» Aufgabe: Gib aus dem unten stehenden Artikel über das Bahnprojekt Stuttgart-Ulm den Abschnitt wortgetreu wieder, der mit „Georg Brunnhuber, oberster“ beginnt und bis einschließlich „wählt deutliche Formulierungen.“ reicht.

» Quellenauszug:
------------------------------------
Georg Brunnhuber, oberster Werber für das Bahnprojekt Stuttgart-Ulm, ist verärgert über die Diskussion am Flughafen, wo die Bahn nur wenige Fernzüge halten lassen möchte. Er baut darauf, dass dort noch nicht das letzte Wort gesprochen ist – und wählt deutliche Formulierungen.

Stadtentwicklung/Infrastruktur : Christian Milankovic (mil)

Stuttgart - Das ausgesprochen dünne Fernverkehrsangebot, dass die Bahn für den Flughafenbahnhof bei Stuttgart  vorsieht, explodierende Kosten und ein aus dem Ruder laufender Terminplan: Georg Brunnhuber, als Vorsitzendes Bahnprojektvereins Stuttgart-Ulm, so etwas wie der oberste Werber für das Milliardenvorhaben, hat schon entspanntere Wochen in seinem Vorstandsamt erlebt. Im Interview findet er deutliche Worte.
------------------------------------
[Gespeicherte Einträge]
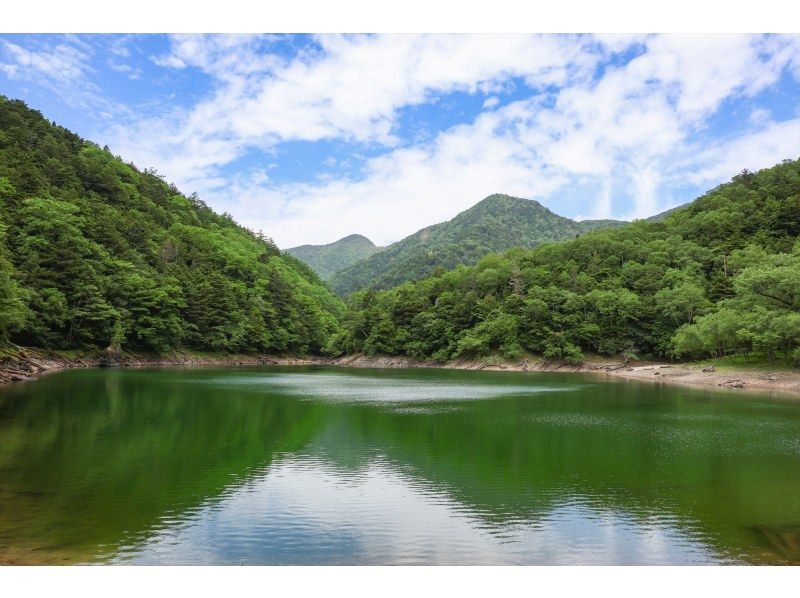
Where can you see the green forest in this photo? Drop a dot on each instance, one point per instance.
(496, 223)
(718, 277)
(95, 253)
(325, 260)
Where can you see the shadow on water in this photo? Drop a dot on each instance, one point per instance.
(95, 462)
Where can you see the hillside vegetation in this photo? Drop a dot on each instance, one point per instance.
------------------------------------
» Endergebnis:
Georg Brunnhuber, oberster Werber für das Bahnprojekt Stuttgart-Ulm, ist verärgert über die Diskussion am Flughafen, wo die Bahn nur wenige Fernzüge halten lassen möchte. Er baut darauf, dass dort noch nicht das letzte Wort gesprochen ist – und wählt deutliche Formulierungen.